Detection examples
________________

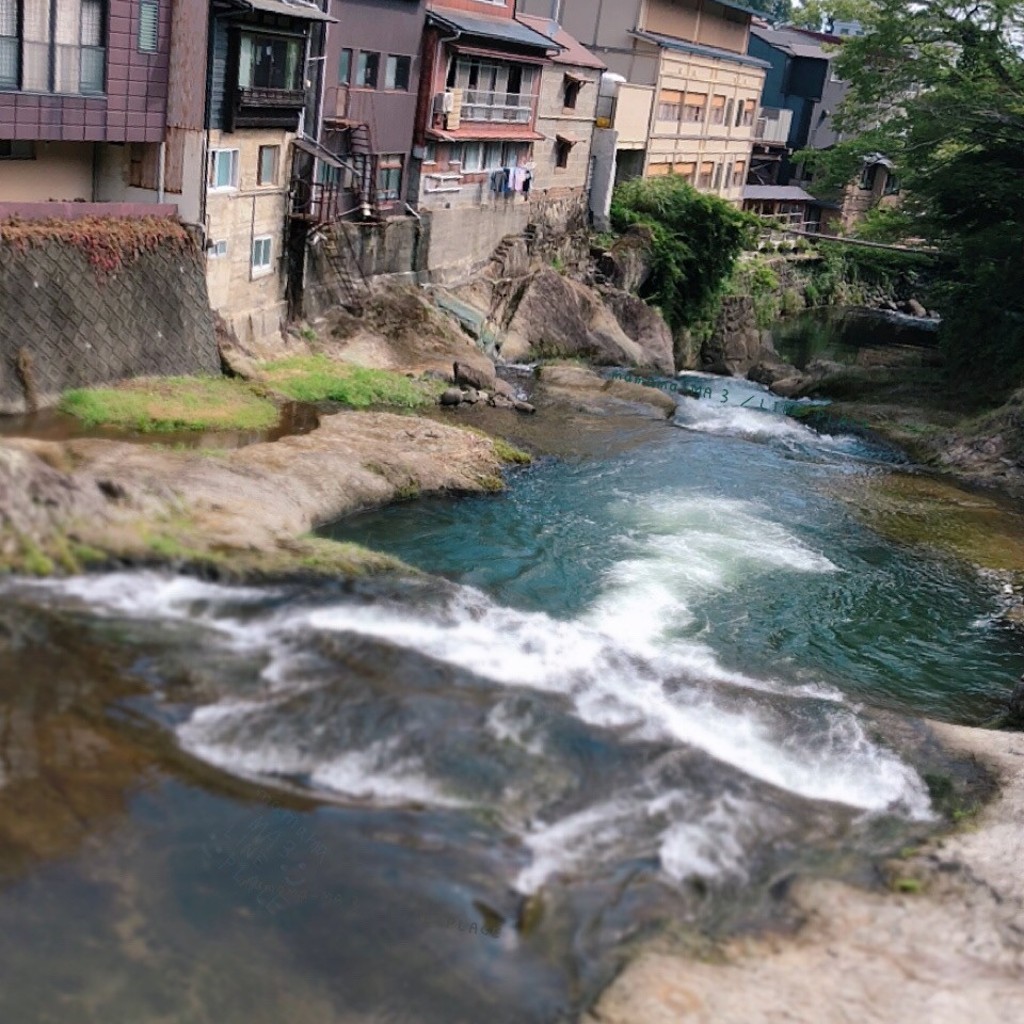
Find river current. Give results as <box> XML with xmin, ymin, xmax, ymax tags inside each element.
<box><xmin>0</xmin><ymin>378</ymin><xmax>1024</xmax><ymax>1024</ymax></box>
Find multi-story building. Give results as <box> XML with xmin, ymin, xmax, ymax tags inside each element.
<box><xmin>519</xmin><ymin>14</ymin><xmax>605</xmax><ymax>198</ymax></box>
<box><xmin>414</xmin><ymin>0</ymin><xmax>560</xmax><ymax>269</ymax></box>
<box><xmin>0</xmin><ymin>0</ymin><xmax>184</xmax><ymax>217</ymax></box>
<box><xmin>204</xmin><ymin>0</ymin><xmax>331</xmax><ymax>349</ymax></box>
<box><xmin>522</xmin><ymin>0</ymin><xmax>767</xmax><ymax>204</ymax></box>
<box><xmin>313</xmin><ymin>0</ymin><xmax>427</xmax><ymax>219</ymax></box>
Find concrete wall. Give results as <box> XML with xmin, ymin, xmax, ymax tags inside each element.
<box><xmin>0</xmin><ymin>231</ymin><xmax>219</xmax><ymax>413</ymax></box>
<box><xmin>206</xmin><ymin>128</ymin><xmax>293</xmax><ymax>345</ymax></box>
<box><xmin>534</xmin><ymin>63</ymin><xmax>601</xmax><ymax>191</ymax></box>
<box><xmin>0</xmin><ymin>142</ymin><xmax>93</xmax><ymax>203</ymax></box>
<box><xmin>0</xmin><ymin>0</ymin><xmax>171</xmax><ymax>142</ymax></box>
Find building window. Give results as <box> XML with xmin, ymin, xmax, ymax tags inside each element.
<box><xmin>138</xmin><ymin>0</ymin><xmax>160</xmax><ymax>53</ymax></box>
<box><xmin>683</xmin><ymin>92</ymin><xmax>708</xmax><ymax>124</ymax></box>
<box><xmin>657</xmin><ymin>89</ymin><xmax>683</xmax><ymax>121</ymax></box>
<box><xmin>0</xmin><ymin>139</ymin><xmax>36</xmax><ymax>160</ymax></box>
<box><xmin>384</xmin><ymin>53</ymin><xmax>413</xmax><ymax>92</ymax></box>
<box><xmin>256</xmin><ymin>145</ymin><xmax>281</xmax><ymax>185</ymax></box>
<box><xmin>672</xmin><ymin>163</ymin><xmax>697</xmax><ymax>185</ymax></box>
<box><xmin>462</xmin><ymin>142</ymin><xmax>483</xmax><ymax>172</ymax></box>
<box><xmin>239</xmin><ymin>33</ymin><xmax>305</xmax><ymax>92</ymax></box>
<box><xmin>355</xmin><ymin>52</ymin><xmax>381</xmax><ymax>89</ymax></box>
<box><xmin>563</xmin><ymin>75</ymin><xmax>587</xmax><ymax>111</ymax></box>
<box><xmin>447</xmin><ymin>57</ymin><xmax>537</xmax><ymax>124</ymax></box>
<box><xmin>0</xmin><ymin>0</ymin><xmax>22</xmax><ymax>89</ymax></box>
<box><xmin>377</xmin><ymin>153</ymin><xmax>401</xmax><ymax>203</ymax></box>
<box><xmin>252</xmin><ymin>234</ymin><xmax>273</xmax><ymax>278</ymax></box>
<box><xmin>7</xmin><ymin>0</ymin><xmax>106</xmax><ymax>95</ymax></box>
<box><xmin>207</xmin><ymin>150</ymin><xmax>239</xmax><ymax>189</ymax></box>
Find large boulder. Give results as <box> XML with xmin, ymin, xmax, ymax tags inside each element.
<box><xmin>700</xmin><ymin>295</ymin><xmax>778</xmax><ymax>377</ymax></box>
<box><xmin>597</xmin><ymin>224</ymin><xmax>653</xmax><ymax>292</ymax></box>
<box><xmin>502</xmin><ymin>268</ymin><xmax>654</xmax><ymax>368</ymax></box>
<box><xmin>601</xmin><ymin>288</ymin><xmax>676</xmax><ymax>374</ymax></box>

________________

◆ Task brief
Format the lines of the items above as a Markdown table with the columns Row and Line, numbering each line in Row and omitting blank lines. Leave the pictures out.

◆ Expected output
| Row | Line |
|---|---|
| 1 | Find river current. Give results as <box> XML with xmin, ymin, xmax, ymax tags inside each element. |
| 2 | <box><xmin>0</xmin><ymin>378</ymin><xmax>1024</xmax><ymax>1024</ymax></box> |
| 3 | Find multi-story building. Give results as <box> XML with xmin, ymin, xmax, ymax tags inside each element. |
| 4 | <box><xmin>519</xmin><ymin>14</ymin><xmax>605</xmax><ymax>198</ymax></box> |
| 5 | <box><xmin>414</xmin><ymin>0</ymin><xmax>560</xmax><ymax>269</ymax></box> |
| 6 | <box><xmin>0</xmin><ymin>0</ymin><xmax>184</xmax><ymax>217</ymax></box> |
| 7 | <box><xmin>204</xmin><ymin>0</ymin><xmax>331</xmax><ymax>349</ymax></box> |
| 8 | <box><xmin>522</xmin><ymin>0</ymin><xmax>767</xmax><ymax>204</ymax></box> |
| 9 | <box><xmin>313</xmin><ymin>0</ymin><xmax>427</xmax><ymax>219</ymax></box> |
| 10 | Find concrete wall. Give results as <box> XML with xmin, ymin, xmax, ymax tags inside each element. |
| 11 | <box><xmin>0</xmin><ymin>231</ymin><xmax>219</xmax><ymax>413</ymax></box> |
| 12 | <box><xmin>206</xmin><ymin>128</ymin><xmax>293</xmax><ymax>345</ymax></box> |
| 13 | <box><xmin>534</xmin><ymin>63</ymin><xmax>601</xmax><ymax>191</ymax></box> |
| 14 | <box><xmin>0</xmin><ymin>142</ymin><xmax>93</xmax><ymax>203</ymax></box> |
| 15 | <box><xmin>0</xmin><ymin>0</ymin><xmax>171</xmax><ymax>142</ymax></box> |
| 16 | Find building window. Give results as <box> XML with xmin, ymin, xmax, ymax tags inside each element. |
| 17 | <box><xmin>138</xmin><ymin>0</ymin><xmax>160</xmax><ymax>53</ymax></box> |
| 18 | <box><xmin>683</xmin><ymin>92</ymin><xmax>708</xmax><ymax>124</ymax></box> |
| 19 | <box><xmin>657</xmin><ymin>89</ymin><xmax>683</xmax><ymax>121</ymax></box> |
| 20 | <box><xmin>0</xmin><ymin>139</ymin><xmax>36</xmax><ymax>160</ymax></box> |
| 21 | <box><xmin>384</xmin><ymin>53</ymin><xmax>413</xmax><ymax>92</ymax></box> |
| 22 | <box><xmin>256</xmin><ymin>145</ymin><xmax>281</xmax><ymax>185</ymax></box> |
| 23 | <box><xmin>672</xmin><ymin>163</ymin><xmax>697</xmax><ymax>185</ymax></box> |
| 24 | <box><xmin>462</xmin><ymin>142</ymin><xmax>483</xmax><ymax>172</ymax></box> |
| 25 | <box><xmin>239</xmin><ymin>33</ymin><xmax>305</xmax><ymax>92</ymax></box> |
| 26 | <box><xmin>355</xmin><ymin>52</ymin><xmax>381</xmax><ymax>89</ymax></box> |
| 27 | <box><xmin>563</xmin><ymin>75</ymin><xmax>587</xmax><ymax>111</ymax></box> |
| 28 | <box><xmin>447</xmin><ymin>57</ymin><xmax>537</xmax><ymax>124</ymax></box> |
| 29 | <box><xmin>0</xmin><ymin>0</ymin><xmax>22</xmax><ymax>89</ymax></box> |
| 30 | <box><xmin>377</xmin><ymin>153</ymin><xmax>401</xmax><ymax>203</ymax></box> |
| 31 | <box><xmin>252</xmin><ymin>234</ymin><xmax>273</xmax><ymax>278</ymax></box> |
| 32 | <box><xmin>7</xmin><ymin>0</ymin><xmax>106</xmax><ymax>95</ymax></box> |
| 33 | <box><xmin>207</xmin><ymin>150</ymin><xmax>239</xmax><ymax>189</ymax></box> |
| 34 | Find large boulder. Give results as <box> XML with xmin, ymin, xmax, ymax tags inside each element. |
| 35 | <box><xmin>700</xmin><ymin>295</ymin><xmax>778</xmax><ymax>377</ymax></box> |
| 36 | <box><xmin>597</xmin><ymin>224</ymin><xmax>653</xmax><ymax>292</ymax></box> |
| 37 | <box><xmin>502</xmin><ymin>268</ymin><xmax>654</xmax><ymax>368</ymax></box> |
| 38 | <box><xmin>601</xmin><ymin>288</ymin><xmax>676</xmax><ymax>374</ymax></box> |